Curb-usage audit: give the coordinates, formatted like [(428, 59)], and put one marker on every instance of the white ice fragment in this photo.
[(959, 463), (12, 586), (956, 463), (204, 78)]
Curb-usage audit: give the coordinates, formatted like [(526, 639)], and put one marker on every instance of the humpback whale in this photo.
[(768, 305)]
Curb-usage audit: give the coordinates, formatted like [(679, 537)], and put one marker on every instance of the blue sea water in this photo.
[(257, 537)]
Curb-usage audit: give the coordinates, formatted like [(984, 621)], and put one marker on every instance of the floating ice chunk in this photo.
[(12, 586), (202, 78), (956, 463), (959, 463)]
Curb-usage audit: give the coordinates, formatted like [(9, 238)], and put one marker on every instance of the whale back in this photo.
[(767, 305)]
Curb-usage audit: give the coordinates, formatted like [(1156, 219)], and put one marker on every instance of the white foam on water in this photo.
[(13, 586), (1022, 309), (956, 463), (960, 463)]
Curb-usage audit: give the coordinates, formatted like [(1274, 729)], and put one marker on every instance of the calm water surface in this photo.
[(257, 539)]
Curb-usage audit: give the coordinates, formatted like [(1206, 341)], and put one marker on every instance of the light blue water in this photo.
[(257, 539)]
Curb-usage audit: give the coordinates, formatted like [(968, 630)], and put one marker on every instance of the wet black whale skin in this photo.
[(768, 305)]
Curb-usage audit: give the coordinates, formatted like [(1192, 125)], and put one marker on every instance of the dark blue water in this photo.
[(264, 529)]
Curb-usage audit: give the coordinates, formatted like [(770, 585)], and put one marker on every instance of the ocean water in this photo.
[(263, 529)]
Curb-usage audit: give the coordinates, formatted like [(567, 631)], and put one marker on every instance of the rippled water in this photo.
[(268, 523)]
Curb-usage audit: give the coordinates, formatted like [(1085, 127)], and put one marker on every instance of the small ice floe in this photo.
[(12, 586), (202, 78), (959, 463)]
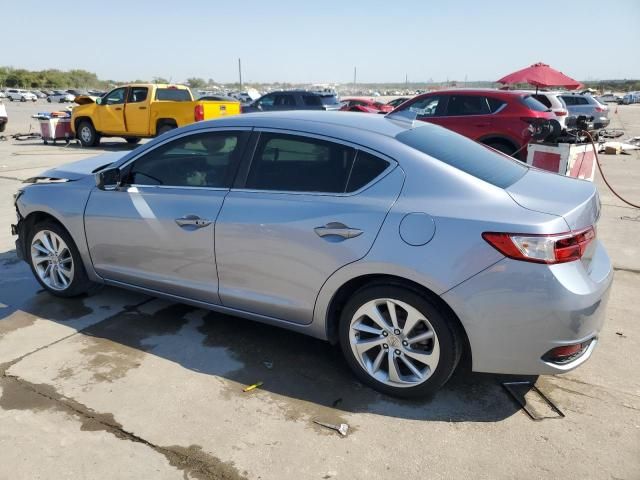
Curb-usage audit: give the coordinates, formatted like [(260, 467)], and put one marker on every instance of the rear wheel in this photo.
[(55, 260), (398, 342), (87, 134)]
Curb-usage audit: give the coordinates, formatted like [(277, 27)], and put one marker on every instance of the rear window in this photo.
[(173, 94), (543, 99), (329, 100), (311, 100), (465, 154), (533, 104)]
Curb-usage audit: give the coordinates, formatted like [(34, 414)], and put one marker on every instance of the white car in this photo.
[(4, 119), (20, 95), (60, 96)]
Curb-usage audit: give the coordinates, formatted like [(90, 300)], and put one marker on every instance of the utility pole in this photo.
[(354, 79)]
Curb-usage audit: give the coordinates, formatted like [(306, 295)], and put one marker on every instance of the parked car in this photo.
[(406, 245), (578, 104), (497, 118), (293, 100), (396, 102), (4, 118), (609, 98), (20, 95), (364, 105), (553, 101), (60, 96), (142, 110), (631, 97)]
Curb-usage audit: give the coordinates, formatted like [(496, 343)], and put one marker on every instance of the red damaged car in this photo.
[(498, 118), (364, 105)]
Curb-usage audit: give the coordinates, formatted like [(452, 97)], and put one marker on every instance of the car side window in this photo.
[(284, 101), (199, 160), (312, 100), (115, 97), (467, 105), (426, 107), (366, 168), (495, 104), (299, 164), (266, 101), (137, 94)]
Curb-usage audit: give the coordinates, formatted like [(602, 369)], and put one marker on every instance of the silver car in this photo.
[(405, 243)]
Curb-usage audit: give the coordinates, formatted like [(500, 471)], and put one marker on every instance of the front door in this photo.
[(111, 112), (136, 111), (157, 230), (302, 213)]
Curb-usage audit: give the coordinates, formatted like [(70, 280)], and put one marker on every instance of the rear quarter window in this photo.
[(173, 94), (533, 104), (464, 154)]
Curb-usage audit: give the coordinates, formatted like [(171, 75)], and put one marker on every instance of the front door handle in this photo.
[(337, 229), (192, 221)]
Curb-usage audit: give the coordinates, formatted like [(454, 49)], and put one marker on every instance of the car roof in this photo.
[(314, 120)]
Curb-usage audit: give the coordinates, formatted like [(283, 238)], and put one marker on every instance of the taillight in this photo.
[(199, 113), (549, 249)]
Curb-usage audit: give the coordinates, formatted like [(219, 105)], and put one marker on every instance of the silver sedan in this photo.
[(406, 244)]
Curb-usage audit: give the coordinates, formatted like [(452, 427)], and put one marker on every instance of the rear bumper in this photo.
[(515, 312)]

CHALLENGE:
Replace "in this photo" with "in this picture" throughout the material above, changing nothing else, and leave the pictures out of your answer.

SOLVED EXERCISE:
Curb-usage audit: give the coordinates, formatted like [(428, 59)], and put one marker on every instance of the white ice fragment in this picture.
[(959, 463), (12, 586), (956, 463), (204, 78)]
Curb-usage audit: give the coordinates, formatted like [(526, 639)], and put one marker on every instance of the humpback whale in this picture.
[(768, 305)]
Curb-usage audit: give the coordinates, formatted like [(679, 537)], and put one marker on every instance of the blue sea water in this picture.
[(257, 537)]
Curb-usage audit: give the coordinates, formatted like [(984, 621)], and put one marker on every instance of the floating ice chunk in this picture.
[(12, 586), (202, 78), (956, 463), (959, 463)]
Curb-usage audit: give the coordinates, formatted like [(9, 238)], and put one marker on every instance of the whale back in this picture.
[(767, 305)]
Curb-usage audit: give the coordinates, formatted like [(1156, 219)], and put one marker on every instance of the white foam on water in this picture.
[(13, 586), (1022, 309), (956, 463), (960, 463)]
Curb-usage audit: give the coordinates, formatted like [(1274, 729)], and put one marker on every instance of the calm water surface in this picture.
[(257, 539)]
Curb-usage audit: give the coordinates, formatted like [(1206, 341)], and put one marker on every instance of the light blue water in this picture.
[(257, 539)]
Curb-usage audit: give the coordinates, formatted like [(968, 630)], and put one marker on every instance of the wet black whale skin in this picture.
[(768, 305)]
Curb-usage audit: give the coordinates, formatted like [(1192, 125)], and put one marker on every instance of the dark blue water in this picture.
[(264, 529)]
Curb-usage audit: give the coordinates, formatted like [(770, 585)], and put one marker on every instance of the ocean water in this picture.
[(263, 529)]
Curb-usage audit: give the coordinates, formatted like [(567, 631)], and put one marker on every instance of the rippled water in this picture.
[(268, 523)]
Curb-usage audit: give the coordinates, formatted like [(1085, 127)], and put one marker on every instance of the small ice floe in this picture.
[(12, 586), (202, 78), (959, 463)]
Curb-usage audit: give the coordinates, formatted like [(260, 467)], and put one marker on every instance of the rear wheel in this picture.
[(55, 260), (398, 342), (87, 134)]
Curb-usage audit: give the coordinates, formatted like [(277, 27)], and put one marker on every instance of the rear window in this picture.
[(173, 94), (543, 99), (329, 100), (311, 100), (465, 154), (533, 104)]
Curb-usage audit: give the coordinates, formatted like [(34, 414)], and put one marker on every instance of the white car in this picture.
[(4, 119), (20, 95), (60, 96)]
Curb-usage audit: give the coordinates, formatted like [(90, 300)], and put one marker on every instance of the utility pole in this picture.
[(354, 79)]
Curb-usage audit: give the coordinates, formatted like [(306, 295)], and put one marker on every instance of the parked car in this picture.
[(406, 245), (578, 104), (497, 118), (293, 100), (396, 102), (4, 118), (609, 98), (20, 95), (364, 105), (553, 101), (60, 96), (142, 110), (631, 97)]
Curb-usage audit: give the coordinates, formatted like [(496, 343)], and put one marker on every instance of the red damaged car in this picture.
[(498, 118), (364, 105)]
Curb-usage audit: give the coordinates, formatted like [(452, 97)], and put one marker on every instance of the car side window in this picture.
[(284, 101), (199, 160), (312, 100), (115, 97), (467, 105), (426, 107), (366, 168), (495, 104), (299, 164), (266, 101), (137, 94)]
Curb-usage audit: give the coordinates, formatted like [(602, 369)], and put one marker on every instance of the silver car in this picture.
[(405, 243)]
Curb-usage audit: give the coordinates, formatted like [(500, 471)], and put one marker on every instance of the front door in this picture.
[(111, 112), (136, 111), (157, 230), (302, 213)]
Curb-usage audit: give the coordinates, formatted like [(70, 280)], and put one marker on every instance of the rear quarter window in this picture.
[(173, 94), (533, 104), (464, 154)]
Curb-usage audit: give the coordinates, formatted like [(171, 75)], and put one marker on every instance of the front door handle in this picture.
[(337, 229), (192, 221)]
Curb-usage audit: give the coordinates, formatted like [(454, 49)], and put one marker on every instance of the car roof in this picture.
[(314, 120)]
Curb-usage audit: give the coordinates, formatted like [(283, 238)], and put one marker on every instance of the taillight in this picture.
[(199, 113), (549, 249)]
Curb-usage audit: give the coordinates, formatted like [(219, 105)], and put one marker on every instance of the silver sedan in this picture.
[(406, 244)]
Curb-usage audit: give the coordinates, formatted like [(452, 427)], and put one marker on every instance of the rear bumper in this picture.
[(515, 312)]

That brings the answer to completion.